■ **Ausgangstext**
:::::

In Deutschland sind seit mehr als 30 Jahren keine Poliofälle aufgetreten. Was hat euch bewogen, euch mit dem Polioimpfschutz in Deutschland zu beschäftigen?
Carolina Klett-Tammen: Wir haben den Bericht von Ende 2024, dass das Robert Koch-Institut (RKI) in mehreren deutschen Großstädten Polioviren im Abwasser gefunden hat, zum Anlass genommen, den Polioimpfstatus näher zu untersuchen. Dafür haben wir einen Kohortendatensatz genutzt, den wir bereits vorliegen hatten. Das Ergebnis hat uns sehr überrascht, denn die Impfquote war viel niedriger als allgemein aus Bevölkerungsuntersuchungen angenommen wird.
Wie seid ihr dann vorgegangen, um den Impfstatus tiefergehend zu untersuchen?

:::::

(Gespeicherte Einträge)
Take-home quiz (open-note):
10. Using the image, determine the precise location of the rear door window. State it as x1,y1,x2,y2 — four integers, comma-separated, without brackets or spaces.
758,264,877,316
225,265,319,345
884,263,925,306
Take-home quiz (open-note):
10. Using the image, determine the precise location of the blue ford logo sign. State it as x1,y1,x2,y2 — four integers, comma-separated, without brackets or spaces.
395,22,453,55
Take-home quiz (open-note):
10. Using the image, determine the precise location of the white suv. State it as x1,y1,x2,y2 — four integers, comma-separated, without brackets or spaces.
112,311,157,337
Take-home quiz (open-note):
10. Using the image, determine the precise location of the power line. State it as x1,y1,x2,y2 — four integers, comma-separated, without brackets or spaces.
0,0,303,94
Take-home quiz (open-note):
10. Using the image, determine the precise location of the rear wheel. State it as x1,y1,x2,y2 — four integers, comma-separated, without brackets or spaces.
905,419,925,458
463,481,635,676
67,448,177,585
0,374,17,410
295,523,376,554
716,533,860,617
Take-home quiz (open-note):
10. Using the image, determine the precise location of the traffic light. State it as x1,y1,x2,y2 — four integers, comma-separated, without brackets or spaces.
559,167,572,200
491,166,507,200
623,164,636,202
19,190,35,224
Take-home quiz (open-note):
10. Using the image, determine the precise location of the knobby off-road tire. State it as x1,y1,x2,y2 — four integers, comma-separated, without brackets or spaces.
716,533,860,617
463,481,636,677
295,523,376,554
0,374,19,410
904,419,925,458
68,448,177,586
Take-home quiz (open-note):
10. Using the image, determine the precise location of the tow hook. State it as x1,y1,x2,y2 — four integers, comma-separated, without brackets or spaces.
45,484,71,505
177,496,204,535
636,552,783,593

:::::

■ **Aufgaben**
a – Wo hat das Robert Koch-Institut laut Ausgangstext Ende 2024 Polioviren im Abwasser gefunden?
b – Prüfen Sie, ob die folgenden Aussagen mit dem Ausgangstext übereinstimmen: (i) In Deutschland gab es seit mehr als 30 Jahren keine Poliofälle. (ii) Für die Untersuchung wurde ein neuer Datensatz erhoben. (iii) Die Impfquote lag höher, als man allgemein angenommen hatte.
Die Daten werden hier nicht gebraucht.

■ **Antworten nach Nummer**
a – In mehreren deutschen Großstädten.

b –
(i) Ja: „In Deutschland sind seit mehr als 30 Jahren keine Poliofälle aufgetreten.“
(ii) Nein: „Dafür haben wir einen Kohortendatensatz genutzt, den wir bereits vorliegen hatten.“
(iii) Nein: „die Impfquote war viel niedriger als allgemein aus Bevölkerungsuntersuchungen angenommen wird“